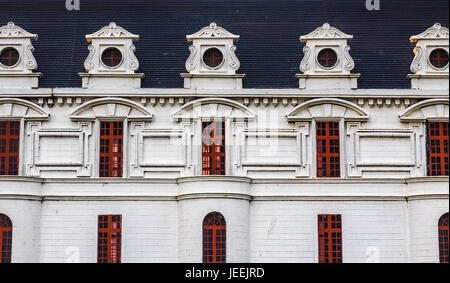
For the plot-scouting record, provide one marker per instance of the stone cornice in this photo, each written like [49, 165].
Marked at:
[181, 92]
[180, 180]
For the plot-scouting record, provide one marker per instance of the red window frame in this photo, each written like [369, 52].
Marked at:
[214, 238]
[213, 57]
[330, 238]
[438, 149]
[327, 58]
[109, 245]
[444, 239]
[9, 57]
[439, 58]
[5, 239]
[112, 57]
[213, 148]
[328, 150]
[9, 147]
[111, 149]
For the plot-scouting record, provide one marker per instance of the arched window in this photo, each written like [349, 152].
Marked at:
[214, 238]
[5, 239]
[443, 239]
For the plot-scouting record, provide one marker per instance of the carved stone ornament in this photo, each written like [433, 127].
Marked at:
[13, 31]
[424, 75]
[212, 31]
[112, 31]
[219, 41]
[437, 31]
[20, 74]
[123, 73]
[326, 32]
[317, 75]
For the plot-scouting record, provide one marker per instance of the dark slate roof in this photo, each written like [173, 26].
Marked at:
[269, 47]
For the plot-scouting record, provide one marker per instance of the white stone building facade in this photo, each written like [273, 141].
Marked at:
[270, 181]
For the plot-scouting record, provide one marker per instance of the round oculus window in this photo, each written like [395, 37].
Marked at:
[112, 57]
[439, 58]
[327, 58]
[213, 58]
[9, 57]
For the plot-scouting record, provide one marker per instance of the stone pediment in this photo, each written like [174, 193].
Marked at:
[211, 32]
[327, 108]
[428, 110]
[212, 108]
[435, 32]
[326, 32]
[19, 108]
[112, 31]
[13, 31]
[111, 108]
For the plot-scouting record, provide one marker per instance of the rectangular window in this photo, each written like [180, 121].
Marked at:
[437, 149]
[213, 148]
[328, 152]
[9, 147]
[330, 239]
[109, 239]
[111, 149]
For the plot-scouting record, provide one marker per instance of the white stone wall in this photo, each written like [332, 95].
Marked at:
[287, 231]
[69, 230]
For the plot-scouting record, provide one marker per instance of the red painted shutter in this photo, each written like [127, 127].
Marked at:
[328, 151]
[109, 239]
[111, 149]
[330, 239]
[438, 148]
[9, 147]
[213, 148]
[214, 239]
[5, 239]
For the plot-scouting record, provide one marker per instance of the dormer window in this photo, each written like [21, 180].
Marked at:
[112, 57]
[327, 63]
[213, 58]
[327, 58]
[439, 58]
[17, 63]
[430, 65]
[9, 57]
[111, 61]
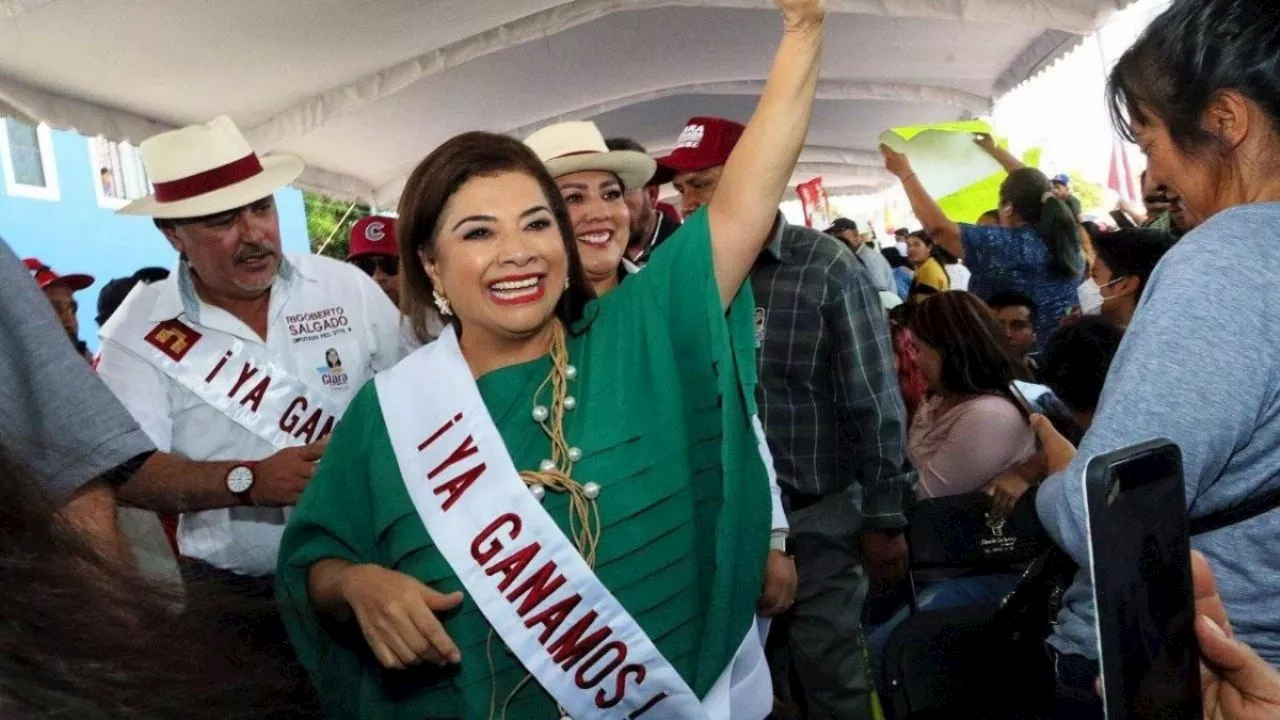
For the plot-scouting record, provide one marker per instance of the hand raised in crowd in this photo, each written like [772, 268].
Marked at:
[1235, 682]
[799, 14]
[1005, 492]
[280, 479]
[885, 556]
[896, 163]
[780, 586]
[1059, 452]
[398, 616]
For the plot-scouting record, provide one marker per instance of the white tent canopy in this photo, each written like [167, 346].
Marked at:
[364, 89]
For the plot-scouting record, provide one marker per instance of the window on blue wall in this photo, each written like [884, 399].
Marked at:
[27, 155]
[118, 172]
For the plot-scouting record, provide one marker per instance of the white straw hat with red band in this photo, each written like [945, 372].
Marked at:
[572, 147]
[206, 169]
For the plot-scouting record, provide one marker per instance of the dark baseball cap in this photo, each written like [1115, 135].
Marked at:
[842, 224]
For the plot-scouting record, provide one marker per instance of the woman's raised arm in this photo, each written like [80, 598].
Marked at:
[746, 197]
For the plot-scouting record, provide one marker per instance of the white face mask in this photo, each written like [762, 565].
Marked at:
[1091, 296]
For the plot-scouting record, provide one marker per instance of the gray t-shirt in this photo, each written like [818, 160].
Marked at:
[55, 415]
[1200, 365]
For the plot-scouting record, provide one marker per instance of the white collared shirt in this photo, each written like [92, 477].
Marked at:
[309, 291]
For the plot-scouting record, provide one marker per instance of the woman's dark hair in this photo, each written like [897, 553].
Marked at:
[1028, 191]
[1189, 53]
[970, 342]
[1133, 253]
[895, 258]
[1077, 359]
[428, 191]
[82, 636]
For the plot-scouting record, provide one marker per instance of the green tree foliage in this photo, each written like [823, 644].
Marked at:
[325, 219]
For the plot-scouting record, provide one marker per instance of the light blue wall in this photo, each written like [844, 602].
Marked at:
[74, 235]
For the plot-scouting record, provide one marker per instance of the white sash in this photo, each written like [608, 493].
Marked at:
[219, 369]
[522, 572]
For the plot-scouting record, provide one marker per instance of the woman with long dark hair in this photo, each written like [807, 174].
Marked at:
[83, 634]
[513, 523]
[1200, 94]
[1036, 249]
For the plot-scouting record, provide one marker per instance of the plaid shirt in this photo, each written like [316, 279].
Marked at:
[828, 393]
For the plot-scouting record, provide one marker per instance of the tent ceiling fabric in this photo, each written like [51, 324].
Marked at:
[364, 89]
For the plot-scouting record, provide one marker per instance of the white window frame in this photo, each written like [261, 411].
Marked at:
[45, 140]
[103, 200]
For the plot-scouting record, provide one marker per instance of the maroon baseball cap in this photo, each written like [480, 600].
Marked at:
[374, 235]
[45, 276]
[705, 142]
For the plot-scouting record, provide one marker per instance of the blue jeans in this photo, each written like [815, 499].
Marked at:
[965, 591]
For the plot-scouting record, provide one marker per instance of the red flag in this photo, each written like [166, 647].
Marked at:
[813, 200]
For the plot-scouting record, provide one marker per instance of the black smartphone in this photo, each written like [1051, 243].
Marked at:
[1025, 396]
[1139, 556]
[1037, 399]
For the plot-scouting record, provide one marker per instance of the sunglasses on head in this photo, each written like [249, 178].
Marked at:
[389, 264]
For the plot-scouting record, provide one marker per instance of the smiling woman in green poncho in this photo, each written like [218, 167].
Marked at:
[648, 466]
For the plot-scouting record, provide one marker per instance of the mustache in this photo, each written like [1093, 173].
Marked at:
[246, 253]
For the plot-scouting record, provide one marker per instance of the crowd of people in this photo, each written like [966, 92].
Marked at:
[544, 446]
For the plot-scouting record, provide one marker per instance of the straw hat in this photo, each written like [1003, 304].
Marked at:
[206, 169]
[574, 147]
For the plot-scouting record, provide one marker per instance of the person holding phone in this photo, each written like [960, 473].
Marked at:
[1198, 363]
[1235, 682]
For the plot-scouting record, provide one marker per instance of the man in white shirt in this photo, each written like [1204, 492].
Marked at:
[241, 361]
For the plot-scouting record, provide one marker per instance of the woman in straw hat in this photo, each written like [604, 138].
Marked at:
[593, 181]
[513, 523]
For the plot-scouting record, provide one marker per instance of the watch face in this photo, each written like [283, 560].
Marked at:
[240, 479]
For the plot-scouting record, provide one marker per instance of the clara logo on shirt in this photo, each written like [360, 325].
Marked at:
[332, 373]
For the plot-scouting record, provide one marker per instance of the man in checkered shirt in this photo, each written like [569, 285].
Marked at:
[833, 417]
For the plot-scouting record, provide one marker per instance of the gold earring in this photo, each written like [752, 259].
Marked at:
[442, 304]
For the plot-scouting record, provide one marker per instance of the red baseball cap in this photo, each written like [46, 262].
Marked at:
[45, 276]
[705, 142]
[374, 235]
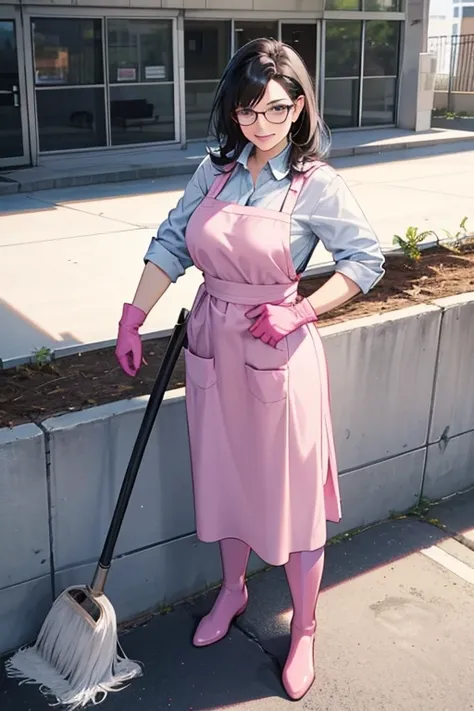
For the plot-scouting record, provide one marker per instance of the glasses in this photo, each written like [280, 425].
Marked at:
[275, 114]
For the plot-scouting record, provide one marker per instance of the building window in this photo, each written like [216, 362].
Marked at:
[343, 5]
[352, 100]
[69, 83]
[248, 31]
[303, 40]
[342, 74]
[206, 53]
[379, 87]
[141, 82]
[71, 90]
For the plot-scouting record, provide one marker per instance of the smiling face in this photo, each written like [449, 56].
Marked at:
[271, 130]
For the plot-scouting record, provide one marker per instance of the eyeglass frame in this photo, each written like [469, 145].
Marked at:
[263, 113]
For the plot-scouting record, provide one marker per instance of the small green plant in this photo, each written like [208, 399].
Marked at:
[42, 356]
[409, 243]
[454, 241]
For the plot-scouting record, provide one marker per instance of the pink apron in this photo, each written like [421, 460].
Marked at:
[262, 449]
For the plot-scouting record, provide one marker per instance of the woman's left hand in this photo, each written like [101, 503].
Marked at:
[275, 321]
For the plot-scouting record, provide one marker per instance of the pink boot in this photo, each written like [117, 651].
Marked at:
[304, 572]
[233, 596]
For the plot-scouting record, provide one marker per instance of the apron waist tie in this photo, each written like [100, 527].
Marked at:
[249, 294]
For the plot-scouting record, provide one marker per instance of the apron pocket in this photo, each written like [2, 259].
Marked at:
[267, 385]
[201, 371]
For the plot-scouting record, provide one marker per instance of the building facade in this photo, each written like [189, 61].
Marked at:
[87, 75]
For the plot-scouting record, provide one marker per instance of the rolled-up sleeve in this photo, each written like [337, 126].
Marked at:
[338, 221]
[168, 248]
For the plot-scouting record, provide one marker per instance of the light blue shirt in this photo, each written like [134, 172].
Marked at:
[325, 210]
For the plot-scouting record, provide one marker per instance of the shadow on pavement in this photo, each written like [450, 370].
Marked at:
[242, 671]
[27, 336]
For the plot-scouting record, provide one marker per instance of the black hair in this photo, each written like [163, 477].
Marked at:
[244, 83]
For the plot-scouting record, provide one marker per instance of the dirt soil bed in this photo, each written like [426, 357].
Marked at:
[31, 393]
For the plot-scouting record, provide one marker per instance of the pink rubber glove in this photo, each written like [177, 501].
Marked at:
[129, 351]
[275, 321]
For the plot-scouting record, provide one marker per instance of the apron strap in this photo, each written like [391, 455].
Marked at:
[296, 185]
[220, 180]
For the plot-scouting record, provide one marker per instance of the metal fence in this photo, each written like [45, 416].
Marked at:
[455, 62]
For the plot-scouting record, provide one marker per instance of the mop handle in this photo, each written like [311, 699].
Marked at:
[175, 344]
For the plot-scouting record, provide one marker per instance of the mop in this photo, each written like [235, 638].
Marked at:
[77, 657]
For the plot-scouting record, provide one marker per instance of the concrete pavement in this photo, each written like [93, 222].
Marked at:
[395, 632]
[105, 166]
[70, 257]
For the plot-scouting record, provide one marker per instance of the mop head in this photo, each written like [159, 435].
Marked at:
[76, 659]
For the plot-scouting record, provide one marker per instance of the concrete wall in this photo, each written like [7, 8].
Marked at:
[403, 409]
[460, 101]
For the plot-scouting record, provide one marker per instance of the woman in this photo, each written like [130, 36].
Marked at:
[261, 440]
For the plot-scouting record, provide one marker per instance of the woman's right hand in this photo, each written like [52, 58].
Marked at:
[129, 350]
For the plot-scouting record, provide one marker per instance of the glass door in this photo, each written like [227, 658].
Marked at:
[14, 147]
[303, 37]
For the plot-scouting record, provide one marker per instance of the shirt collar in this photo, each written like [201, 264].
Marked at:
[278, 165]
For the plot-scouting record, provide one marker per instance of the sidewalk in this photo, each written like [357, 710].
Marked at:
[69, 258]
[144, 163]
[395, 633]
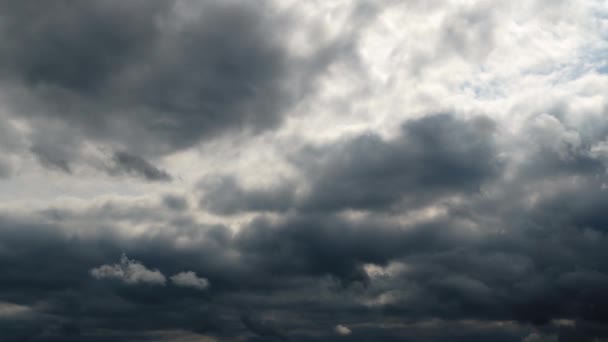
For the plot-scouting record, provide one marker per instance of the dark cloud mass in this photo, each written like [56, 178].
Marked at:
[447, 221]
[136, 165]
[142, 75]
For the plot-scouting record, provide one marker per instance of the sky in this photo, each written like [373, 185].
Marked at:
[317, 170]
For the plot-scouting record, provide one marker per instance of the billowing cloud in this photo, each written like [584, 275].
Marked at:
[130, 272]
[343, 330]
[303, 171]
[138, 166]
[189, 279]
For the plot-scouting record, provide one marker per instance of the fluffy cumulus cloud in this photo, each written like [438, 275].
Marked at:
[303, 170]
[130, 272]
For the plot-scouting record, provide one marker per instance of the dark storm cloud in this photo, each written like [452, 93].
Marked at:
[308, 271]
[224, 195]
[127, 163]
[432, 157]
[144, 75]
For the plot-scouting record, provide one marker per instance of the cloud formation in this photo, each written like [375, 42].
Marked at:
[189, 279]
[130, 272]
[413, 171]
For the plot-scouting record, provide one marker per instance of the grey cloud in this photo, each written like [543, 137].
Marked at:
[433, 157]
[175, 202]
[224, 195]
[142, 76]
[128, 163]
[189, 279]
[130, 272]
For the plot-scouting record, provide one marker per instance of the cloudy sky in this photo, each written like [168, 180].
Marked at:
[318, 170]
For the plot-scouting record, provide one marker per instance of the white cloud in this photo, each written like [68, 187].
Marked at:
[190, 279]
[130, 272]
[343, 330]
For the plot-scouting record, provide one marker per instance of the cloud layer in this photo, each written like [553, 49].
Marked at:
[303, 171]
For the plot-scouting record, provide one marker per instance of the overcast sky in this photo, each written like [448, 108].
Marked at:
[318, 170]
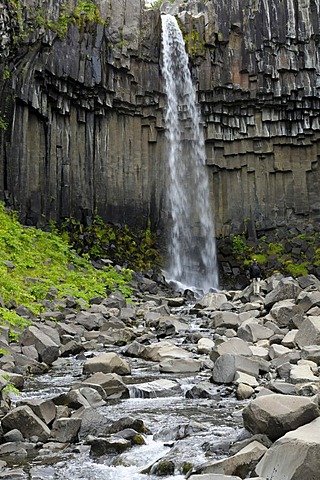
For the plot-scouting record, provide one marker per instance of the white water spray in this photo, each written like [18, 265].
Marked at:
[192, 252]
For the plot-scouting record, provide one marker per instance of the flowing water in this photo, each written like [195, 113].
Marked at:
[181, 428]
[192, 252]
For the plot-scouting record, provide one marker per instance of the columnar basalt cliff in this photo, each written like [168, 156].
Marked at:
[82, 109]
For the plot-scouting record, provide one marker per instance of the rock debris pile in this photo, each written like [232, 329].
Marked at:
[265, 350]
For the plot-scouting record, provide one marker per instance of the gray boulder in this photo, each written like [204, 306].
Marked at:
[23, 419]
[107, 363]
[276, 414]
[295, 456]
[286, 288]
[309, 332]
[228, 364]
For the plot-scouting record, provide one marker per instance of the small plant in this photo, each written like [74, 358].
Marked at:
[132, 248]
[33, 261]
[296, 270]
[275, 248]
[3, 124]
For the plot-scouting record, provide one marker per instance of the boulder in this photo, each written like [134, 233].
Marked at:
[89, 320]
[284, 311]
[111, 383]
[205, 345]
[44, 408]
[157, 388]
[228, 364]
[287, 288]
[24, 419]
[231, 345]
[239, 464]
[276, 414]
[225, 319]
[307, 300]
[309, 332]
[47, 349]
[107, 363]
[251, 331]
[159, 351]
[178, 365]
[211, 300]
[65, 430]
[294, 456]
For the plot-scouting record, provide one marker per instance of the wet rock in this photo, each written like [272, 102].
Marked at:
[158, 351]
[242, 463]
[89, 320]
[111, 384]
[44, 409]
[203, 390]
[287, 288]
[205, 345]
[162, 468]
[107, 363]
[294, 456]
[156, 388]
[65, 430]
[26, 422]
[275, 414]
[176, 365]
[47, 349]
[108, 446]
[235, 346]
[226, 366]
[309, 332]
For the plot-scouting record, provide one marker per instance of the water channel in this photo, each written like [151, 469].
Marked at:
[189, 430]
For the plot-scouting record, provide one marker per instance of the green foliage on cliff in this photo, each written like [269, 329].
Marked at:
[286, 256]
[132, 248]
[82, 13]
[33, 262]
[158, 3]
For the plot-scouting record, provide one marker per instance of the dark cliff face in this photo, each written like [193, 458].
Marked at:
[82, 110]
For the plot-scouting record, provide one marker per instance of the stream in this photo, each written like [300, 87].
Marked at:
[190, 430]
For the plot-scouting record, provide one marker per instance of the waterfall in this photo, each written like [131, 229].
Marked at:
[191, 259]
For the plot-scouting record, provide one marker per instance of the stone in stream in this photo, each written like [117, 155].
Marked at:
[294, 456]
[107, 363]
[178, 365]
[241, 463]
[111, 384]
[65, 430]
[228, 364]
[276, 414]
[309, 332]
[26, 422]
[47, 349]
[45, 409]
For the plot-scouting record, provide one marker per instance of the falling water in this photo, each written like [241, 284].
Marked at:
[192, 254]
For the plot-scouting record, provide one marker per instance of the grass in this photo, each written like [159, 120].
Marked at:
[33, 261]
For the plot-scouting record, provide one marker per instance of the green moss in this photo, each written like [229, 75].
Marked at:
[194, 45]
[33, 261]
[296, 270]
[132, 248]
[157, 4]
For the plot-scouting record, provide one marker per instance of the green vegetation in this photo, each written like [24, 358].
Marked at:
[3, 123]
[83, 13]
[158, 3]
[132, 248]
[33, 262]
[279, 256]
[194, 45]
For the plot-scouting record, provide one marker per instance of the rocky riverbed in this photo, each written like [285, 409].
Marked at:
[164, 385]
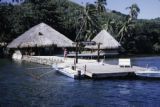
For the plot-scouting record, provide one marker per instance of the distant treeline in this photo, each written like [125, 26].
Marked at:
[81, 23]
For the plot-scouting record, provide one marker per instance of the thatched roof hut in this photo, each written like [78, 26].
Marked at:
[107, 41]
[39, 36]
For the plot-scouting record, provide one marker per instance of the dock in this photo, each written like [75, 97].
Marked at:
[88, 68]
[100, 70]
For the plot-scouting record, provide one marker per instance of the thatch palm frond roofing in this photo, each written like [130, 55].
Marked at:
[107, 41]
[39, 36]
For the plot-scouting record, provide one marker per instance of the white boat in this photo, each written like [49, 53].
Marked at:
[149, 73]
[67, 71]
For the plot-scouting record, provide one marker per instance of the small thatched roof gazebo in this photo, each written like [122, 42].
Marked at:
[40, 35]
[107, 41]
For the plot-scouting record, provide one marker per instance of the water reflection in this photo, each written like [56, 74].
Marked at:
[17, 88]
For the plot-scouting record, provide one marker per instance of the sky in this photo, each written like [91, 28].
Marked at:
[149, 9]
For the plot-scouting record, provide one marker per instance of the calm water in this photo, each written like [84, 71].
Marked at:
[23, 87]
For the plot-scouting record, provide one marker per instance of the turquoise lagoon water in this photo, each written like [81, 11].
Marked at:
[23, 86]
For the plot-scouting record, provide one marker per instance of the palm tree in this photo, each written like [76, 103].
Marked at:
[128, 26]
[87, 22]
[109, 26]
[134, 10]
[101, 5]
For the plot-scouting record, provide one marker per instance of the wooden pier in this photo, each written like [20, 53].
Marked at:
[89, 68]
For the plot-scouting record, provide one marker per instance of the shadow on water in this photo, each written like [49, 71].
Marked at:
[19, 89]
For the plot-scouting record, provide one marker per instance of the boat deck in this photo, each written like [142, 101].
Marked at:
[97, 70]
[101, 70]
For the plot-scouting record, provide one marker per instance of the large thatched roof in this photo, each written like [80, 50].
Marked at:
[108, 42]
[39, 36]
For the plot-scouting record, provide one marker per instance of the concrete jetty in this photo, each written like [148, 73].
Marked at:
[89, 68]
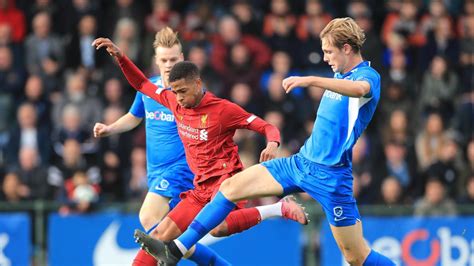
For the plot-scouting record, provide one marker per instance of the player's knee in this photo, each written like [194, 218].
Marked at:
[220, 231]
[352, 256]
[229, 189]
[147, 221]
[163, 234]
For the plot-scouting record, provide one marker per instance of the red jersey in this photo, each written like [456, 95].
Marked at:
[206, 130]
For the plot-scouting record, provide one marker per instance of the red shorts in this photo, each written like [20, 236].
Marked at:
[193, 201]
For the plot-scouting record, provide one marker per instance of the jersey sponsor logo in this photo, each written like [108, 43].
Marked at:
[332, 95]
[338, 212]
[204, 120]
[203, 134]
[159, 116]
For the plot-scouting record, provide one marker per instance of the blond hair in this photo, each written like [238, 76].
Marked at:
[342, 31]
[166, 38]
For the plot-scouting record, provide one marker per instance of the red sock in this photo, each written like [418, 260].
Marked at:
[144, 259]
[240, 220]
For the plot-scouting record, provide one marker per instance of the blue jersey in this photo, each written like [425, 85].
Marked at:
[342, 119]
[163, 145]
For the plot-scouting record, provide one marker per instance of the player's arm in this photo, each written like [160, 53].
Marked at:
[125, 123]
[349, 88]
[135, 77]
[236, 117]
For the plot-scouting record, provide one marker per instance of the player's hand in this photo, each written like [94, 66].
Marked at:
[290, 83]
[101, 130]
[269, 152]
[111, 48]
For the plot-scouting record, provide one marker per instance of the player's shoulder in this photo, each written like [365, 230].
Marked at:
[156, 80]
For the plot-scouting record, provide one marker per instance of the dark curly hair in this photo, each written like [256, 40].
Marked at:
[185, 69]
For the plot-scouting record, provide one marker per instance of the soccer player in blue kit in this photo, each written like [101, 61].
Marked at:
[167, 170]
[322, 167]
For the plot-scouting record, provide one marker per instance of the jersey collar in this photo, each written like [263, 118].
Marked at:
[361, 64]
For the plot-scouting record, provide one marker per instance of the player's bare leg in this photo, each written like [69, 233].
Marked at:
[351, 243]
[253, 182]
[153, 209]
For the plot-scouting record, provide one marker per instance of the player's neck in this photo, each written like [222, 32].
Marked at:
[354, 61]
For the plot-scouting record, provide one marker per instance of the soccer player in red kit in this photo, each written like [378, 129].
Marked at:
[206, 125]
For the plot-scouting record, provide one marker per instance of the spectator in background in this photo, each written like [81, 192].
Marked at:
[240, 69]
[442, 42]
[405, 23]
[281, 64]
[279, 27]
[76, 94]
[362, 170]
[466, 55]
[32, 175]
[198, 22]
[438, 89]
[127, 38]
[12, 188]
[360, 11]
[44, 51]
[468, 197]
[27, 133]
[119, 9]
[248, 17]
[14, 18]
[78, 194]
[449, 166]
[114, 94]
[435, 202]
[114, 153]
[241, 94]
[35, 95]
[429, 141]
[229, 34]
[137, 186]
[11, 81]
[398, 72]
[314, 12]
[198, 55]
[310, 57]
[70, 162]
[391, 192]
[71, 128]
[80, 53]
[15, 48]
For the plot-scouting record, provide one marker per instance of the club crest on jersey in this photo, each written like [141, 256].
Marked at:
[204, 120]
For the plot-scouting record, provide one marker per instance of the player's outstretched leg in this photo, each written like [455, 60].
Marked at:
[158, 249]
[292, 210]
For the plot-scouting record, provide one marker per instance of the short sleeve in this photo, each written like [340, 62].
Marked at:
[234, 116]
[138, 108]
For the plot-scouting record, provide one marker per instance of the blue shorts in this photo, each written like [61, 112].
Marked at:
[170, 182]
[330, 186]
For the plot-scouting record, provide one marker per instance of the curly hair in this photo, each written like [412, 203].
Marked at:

## Requirement
Output the lines of the records above exactly as they appear, from the line containing "like [20, 236]." through the line containing "like [94, 66].".

## Solution
For the plot-scouting record, provide one marker per instance of the red shorts in this photo, each written like [20, 236].
Marked at:
[193, 201]
For the plot-scouting record, provide one marker per instance of the jersey sponsor logo in this photo, each written like [108, 43].
Marked at:
[332, 95]
[338, 212]
[204, 120]
[203, 134]
[159, 116]
For the plot-scouting record, provide one marker per instance of the blond hair in this photo, each written like [238, 76].
Marked at:
[342, 31]
[166, 38]
For the plot-scouting record, provide one marker per instance of the red sock in this photo, each written like [418, 260].
Marked at:
[144, 259]
[240, 220]
For the plot-scouting record, provide one marker per instance of the blue jersey in this photo, each written like [425, 85].
Marked at:
[342, 119]
[163, 145]
For the plot-scouting record, provide one marker per instance of the player's arm in this photo, each written like [160, 53].
Marked at:
[125, 123]
[349, 88]
[135, 77]
[236, 117]
For the plot-scouting record, provide one marker per instance of the player's hand in this photo, each written like [94, 66].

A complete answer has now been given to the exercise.